- _TASK INSTRUCTIONS_
Leave out the pictures and transcribe the rest of the records exactly.

Segment Start: DATA TO PROCESS

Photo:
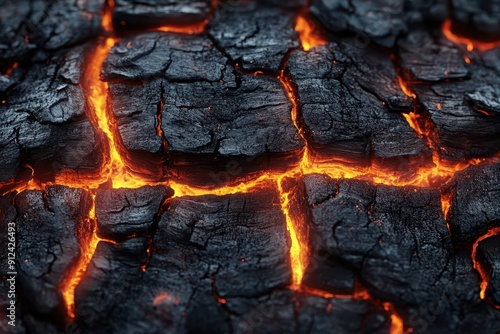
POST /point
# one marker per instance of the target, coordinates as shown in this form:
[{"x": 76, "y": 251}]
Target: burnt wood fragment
[
  {"x": 379, "y": 22},
  {"x": 234, "y": 246},
  {"x": 157, "y": 13},
  {"x": 474, "y": 207},
  {"x": 49, "y": 224},
  {"x": 488, "y": 254}
]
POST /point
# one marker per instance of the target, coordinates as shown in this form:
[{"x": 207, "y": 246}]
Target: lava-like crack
[
  {"x": 117, "y": 174},
  {"x": 483, "y": 275}
]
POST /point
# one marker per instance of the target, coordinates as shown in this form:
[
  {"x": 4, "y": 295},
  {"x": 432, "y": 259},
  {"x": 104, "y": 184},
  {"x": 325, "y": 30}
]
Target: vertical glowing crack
[
  {"x": 469, "y": 43},
  {"x": 484, "y": 279},
  {"x": 88, "y": 243},
  {"x": 297, "y": 252}
]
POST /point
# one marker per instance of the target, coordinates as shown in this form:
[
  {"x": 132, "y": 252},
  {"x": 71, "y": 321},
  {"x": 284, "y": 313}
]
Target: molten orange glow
[
  {"x": 88, "y": 243},
  {"x": 107, "y": 17},
  {"x": 10, "y": 69},
  {"x": 446, "y": 204},
  {"x": 481, "y": 271},
  {"x": 119, "y": 175},
  {"x": 309, "y": 34},
  {"x": 219, "y": 299},
  {"x": 469, "y": 43},
  {"x": 298, "y": 256},
  {"x": 397, "y": 326},
  {"x": 181, "y": 190}
]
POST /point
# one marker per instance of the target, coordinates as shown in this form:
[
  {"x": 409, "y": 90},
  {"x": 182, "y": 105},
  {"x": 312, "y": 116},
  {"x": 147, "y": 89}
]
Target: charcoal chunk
[
  {"x": 439, "y": 62},
  {"x": 212, "y": 116},
  {"x": 380, "y": 22},
  {"x": 343, "y": 109},
  {"x": 49, "y": 224},
  {"x": 286, "y": 4},
  {"x": 275, "y": 313},
  {"x": 466, "y": 113},
  {"x": 477, "y": 17},
  {"x": 395, "y": 238},
  {"x": 43, "y": 121},
  {"x": 457, "y": 308},
  {"x": 258, "y": 36},
  {"x": 474, "y": 207},
  {"x": 157, "y": 13},
  {"x": 233, "y": 246},
  {"x": 488, "y": 253},
  {"x": 127, "y": 212},
  {"x": 28, "y": 26}
]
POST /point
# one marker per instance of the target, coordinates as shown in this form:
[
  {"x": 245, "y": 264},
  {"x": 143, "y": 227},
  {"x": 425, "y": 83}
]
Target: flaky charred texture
[
  {"x": 37, "y": 27},
  {"x": 443, "y": 60},
  {"x": 234, "y": 246},
  {"x": 379, "y": 22},
  {"x": 7, "y": 215},
  {"x": 48, "y": 225},
  {"x": 395, "y": 241},
  {"x": 463, "y": 111},
  {"x": 477, "y": 18},
  {"x": 474, "y": 208},
  {"x": 43, "y": 121},
  {"x": 151, "y": 13},
  {"x": 488, "y": 255},
  {"x": 123, "y": 213},
  {"x": 344, "y": 110},
  {"x": 256, "y": 35},
  {"x": 213, "y": 115}
]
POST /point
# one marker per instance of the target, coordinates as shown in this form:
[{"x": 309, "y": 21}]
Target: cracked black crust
[
  {"x": 395, "y": 241},
  {"x": 347, "y": 113},
  {"x": 43, "y": 122}
]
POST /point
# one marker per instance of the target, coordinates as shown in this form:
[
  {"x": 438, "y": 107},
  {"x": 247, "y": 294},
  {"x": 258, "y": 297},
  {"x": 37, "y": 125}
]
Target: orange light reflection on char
[
  {"x": 482, "y": 273},
  {"x": 309, "y": 34}
]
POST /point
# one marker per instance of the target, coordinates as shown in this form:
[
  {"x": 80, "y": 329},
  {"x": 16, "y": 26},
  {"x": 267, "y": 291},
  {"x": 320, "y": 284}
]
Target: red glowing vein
[{"x": 115, "y": 169}]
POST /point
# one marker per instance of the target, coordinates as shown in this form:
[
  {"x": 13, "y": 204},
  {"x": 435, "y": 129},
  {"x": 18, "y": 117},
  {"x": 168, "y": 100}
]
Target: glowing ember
[
  {"x": 396, "y": 321},
  {"x": 297, "y": 251}
]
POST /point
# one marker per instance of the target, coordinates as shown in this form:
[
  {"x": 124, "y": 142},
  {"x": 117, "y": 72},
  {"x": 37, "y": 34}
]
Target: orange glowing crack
[
  {"x": 88, "y": 243},
  {"x": 9, "y": 71},
  {"x": 397, "y": 326},
  {"x": 298, "y": 256},
  {"x": 484, "y": 277},
  {"x": 309, "y": 33},
  {"x": 469, "y": 43}
]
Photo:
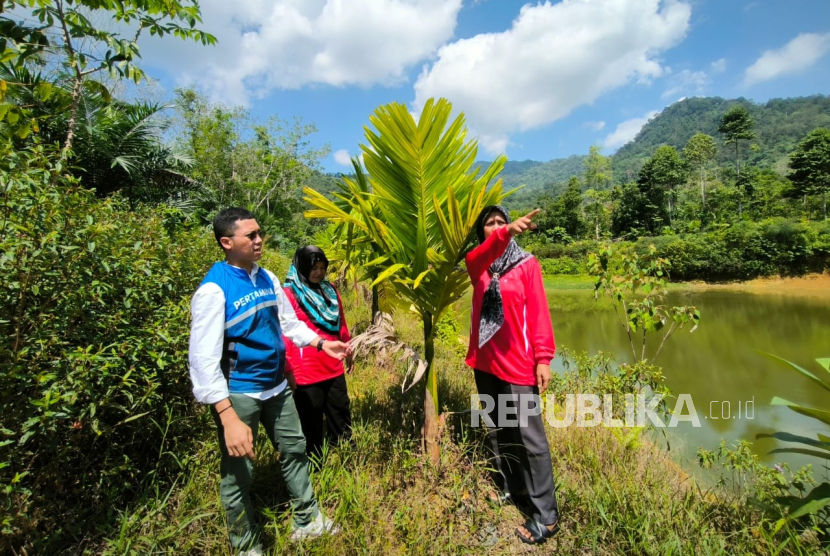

Segment End: DATA TO PROCESS

- _ANSWER TO THE EXERCISE_
Photo:
POST /point
# one marker per instance of the target, coordinates as shown in this form:
[{"x": 76, "y": 251}]
Target: burnt wood fragment
[
  {"x": 379, "y": 22},
  {"x": 234, "y": 246},
  {"x": 157, "y": 13},
  {"x": 474, "y": 207},
  {"x": 49, "y": 224},
  {"x": 488, "y": 254}
]
POST /point
# one marker per instance of the target, coordinates as shown in this form:
[{"x": 207, "y": 246}]
Target: lava-like crack
[
  {"x": 117, "y": 174},
  {"x": 483, "y": 275}
]
POST /point
# one marker per instance of the target, coordinates as shown in this form:
[
  {"x": 4, "y": 295},
  {"x": 432, "y": 259},
  {"x": 104, "y": 184},
  {"x": 325, "y": 30}
]
Target: vertical glowing crack
[
  {"x": 469, "y": 43},
  {"x": 484, "y": 279},
  {"x": 88, "y": 243},
  {"x": 297, "y": 252}
]
POST /point
# one marker per instance of the target, coordinates as shown in this form:
[
  {"x": 132, "y": 252},
  {"x": 71, "y": 321},
  {"x": 284, "y": 313}
]
Target: molten orange glow
[
  {"x": 88, "y": 243},
  {"x": 107, "y": 17},
  {"x": 10, "y": 69},
  {"x": 446, "y": 204},
  {"x": 481, "y": 271},
  {"x": 119, "y": 175},
  {"x": 309, "y": 34},
  {"x": 219, "y": 299},
  {"x": 469, "y": 43},
  {"x": 298, "y": 256},
  {"x": 397, "y": 326},
  {"x": 181, "y": 190}
]
POST /point
# one marker per instance of the target, coordinates as shown in this form:
[
  {"x": 409, "y": 90},
  {"x": 182, "y": 105},
  {"x": 312, "y": 116},
  {"x": 147, "y": 89}
]
Target: charcoal chunk
[
  {"x": 439, "y": 62},
  {"x": 212, "y": 116},
  {"x": 380, "y": 22},
  {"x": 343, "y": 109},
  {"x": 49, "y": 224},
  {"x": 286, "y": 4},
  {"x": 275, "y": 313},
  {"x": 466, "y": 113},
  {"x": 477, "y": 17},
  {"x": 395, "y": 238},
  {"x": 43, "y": 121},
  {"x": 457, "y": 308},
  {"x": 258, "y": 36},
  {"x": 474, "y": 207},
  {"x": 157, "y": 13},
  {"x": 233, "y": 246},
  {"x": 488, "y": 253},
  {"x": 127, "y": 212},
  {"x": 28, "y": 26}
]
POST /point
# one marker per instance of the target, coordinates as shown in this form:
[
  {"x": 245, "y": 264},
  {"x": 143, "y": 227},
  {"x": 425, "y": 83}
]
Target: flaky charred texture
[
  {"x": 37, "y": 27},
  {"x": 443, "y": 60},
  {"x": 234, "y": 246},
  {"x": 379, "y": 22},
  {"x": 7, "y": 215},
  {"x": 48, "y": 225},
  {"x": 395, "y": 241},
  {"x": 463, "y": 111},
  {"x": 477, "y": 18},
  {"x": 474, "y": 208},
  {"x": 43, "y": 121},
  {"x": 151, "y": 13},
  {"x": 488, "y": 255},
  {"x": 123, "y": 213},
  {"x": 344, "y": 110},
  {"x": 256, "y": 35},
  {"x": 213, "y": 115}
]
POST /point
# one marker per instance of the target, coordinates as shown in this form:
[{"x": 309, "y": 21}]
Target: cracked black crust
[
  {"x": 395, "y": 241},
  {"x": 347, "y": 113},
  {"x": 43, "y": 122}
]
POST /point
# one marker per instance of the target, coordinates as shown in this form:
[
  {"x": 438, "y": 107},
  {"x": 247, "y": 294},
  {"x": 258, "y": 297},
  {"x": 37, "y": 125}
]
Target: orange light reflection on char
[
  {"x": 482, "y": 273},
  {"x": 309, "y": 34}
]
POST /point
# one marker per instance of the target, coordinates as shown in this form:
[
  {"x": 80, "y": 329},
  {"x": 16, "y": 26},
  {"x": 267, "y": 291},
  {"x": 320, "y": 284}
]
Target: red glowing vein
[{"x": 115, "y": 169}]
POST /point
# one marker per instance of the target, coordinates as shown in this form:
[
  {"x": 13, "y": 204},
  {"x": 435, "y": 129},
  {"x": 18, "y": 117},
  {"x": 168, "y": 100}
]
Target: glowing ember
[
  {"x": 396, "y": 321},
  {"x": 297, "y": 251}
]
POST /point
# one marker per instance of the target, coordinates as shown in this form:
[
  {"x": 124, "y": 142},
  {"x": 117, "y": 72},
  {"x": 37, "y": 34}
]
Target: orange glowing crack
[
  {"x": 88, "y": 243},
  {"x": 9, "y": 71},
  {"x": 397, "y": 326},
  {"x": 298, "y": 256},
  {"x": 484, "y": 277},
  {"x": 309, "y": 33},
  {"x": 469, "y": 43}
]
Photo:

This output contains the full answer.